暗号通貨の純粋主義者は「銀行口座を持たない」という精神に従うことを好みますが、この状況は暗号通貨業界の企業にとって理想的とは言えません。

「24時間365日、法定通貨の取引へのアクセスを失うことは、マーケットメーカーが取引所間で資金を移動させる能力に影響を与えるだろう」と、エンクレーブ・マーケッツのCEO、デビッド・ウェルズ氏は述べた。流動性は暗号資産取引プラットフォーム全体で影響を受ける可能性が高いが、特に夜間や週末など、米国以外の銀行営業時間中にオンランプとオフランプが稼働しているプラ​​ットフォームではその影響が顕著だとウェルズ氏は付け加えた。「銀行パートナーが24時間365日対応の資金移動ソリューションを急いで立ち上げるとは予想していない」

BTCMのチーフエコノミスト、楊有偉氏は、今後数ヶ月間、銀行業界は全般的に、より広範な調査と精査に直面するだろうと述べた。2008年の銀行危機を振り返ると、ベア・スターンズは3月に破綻し、リーマン・ブラザーズは同年9月に破綻した。「適切な対応をとったとしても、ドミノ効果はまだ続く可能性がある」と楊氏は述べた。

一方、通常は仮想通貨プラットフォームの法定通貨の供給拠点として機能する他の地方銀行は、業務のリスク軽減を迫られる可能性が高いため、シルバーゲートやシグネチャーと同じカテゴリーには陥らないだろうとウェルズ氏は付け加えた。「とはいえ、健全な銀行が取引プラットフォームやマーケットメーカーを支援する意欲があれば、これは大きな市場シェアを獲得するチャンスとなる」

データ行:
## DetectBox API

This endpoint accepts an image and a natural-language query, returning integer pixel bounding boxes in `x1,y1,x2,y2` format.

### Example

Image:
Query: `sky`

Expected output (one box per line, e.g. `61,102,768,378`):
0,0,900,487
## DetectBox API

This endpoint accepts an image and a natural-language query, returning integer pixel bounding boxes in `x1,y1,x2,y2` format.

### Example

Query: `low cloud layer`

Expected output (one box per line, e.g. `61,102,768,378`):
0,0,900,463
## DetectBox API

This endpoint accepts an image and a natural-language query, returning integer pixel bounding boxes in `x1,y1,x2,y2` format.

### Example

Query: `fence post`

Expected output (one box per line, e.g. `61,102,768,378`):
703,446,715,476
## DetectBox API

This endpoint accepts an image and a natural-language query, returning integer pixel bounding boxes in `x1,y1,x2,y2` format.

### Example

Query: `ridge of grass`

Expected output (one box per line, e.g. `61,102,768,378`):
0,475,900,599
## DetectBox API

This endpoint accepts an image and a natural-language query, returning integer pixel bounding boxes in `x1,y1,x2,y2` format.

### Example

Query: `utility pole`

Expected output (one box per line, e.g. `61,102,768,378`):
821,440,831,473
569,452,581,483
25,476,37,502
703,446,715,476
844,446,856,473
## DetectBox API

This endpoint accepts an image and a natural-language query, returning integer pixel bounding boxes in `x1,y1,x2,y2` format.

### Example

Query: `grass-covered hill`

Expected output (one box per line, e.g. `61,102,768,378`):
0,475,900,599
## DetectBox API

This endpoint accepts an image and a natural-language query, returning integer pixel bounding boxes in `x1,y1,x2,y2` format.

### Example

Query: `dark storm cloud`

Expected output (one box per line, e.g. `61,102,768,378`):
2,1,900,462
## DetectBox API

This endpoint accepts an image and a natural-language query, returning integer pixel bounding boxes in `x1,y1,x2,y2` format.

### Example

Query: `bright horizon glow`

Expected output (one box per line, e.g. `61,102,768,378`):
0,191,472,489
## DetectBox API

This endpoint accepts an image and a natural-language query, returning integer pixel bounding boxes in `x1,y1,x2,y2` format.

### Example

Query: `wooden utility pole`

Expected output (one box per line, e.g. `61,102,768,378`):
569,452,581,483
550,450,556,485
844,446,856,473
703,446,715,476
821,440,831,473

問題と課題:
• 1. 暗号通貨と銀行をめぐる文章によると、2008年の銀行危機でリーマン・ブラザーズが破綻したのは何月ですか？
• 2. 暗号通貨と銀行をめぐる文章を、最後の一文の後から書き広げてください。

期待される出力:
• 1. 9月です。

• 2.
「シームレスなオンランプとオフランプのソリューションの多く、特にクレジットカードの利用といった消費者に優しいものは、既に縮小されています」とクライン氏は述べた。「より洗練された人々にとっては、オンランプとオフランプは依然として存在しています。少なくとも今のところは、Coinbaseのような取引所は消滅することはありません。」

ウェルズ氏は、シルバーゲートとシグネチャーは仮想通貨資金のフローを扱う上での教訓となるが、他の仮想通貨に友好的な銀行がどの程度参加から手を引くかは不明だと述べた。

クライン氏は、仮想通貨企業とその参加者は「銀行を介さず、オンチェーンソリューションを利用するようになるだろう」と述べた。「流動性の高い分散型ステーブルコインをめぐるさらなるイノベーションを模索している」

USDCが1ドル基準から切り離された後、ステーブルコイン市場が安定するにつれ、銀行などの従来の参入手段とは対照的に、ステーブルコインのようなトークン化された法定通貨の使用への依存度が高まり、市場に参入する可能性もある。

「こうした状況下でも、暗号資産は機能し続けています。ビットコインとイーサリアムのブロックチェーンは、これまで通り機能しています」とクライン氏は述べた。「昨年起こったあらゆる出来事にもかかわらず、ビットコインとイーサリアムがそれぞれ2万ドルと1500ドルを超えて安定しているのは注目に値します。」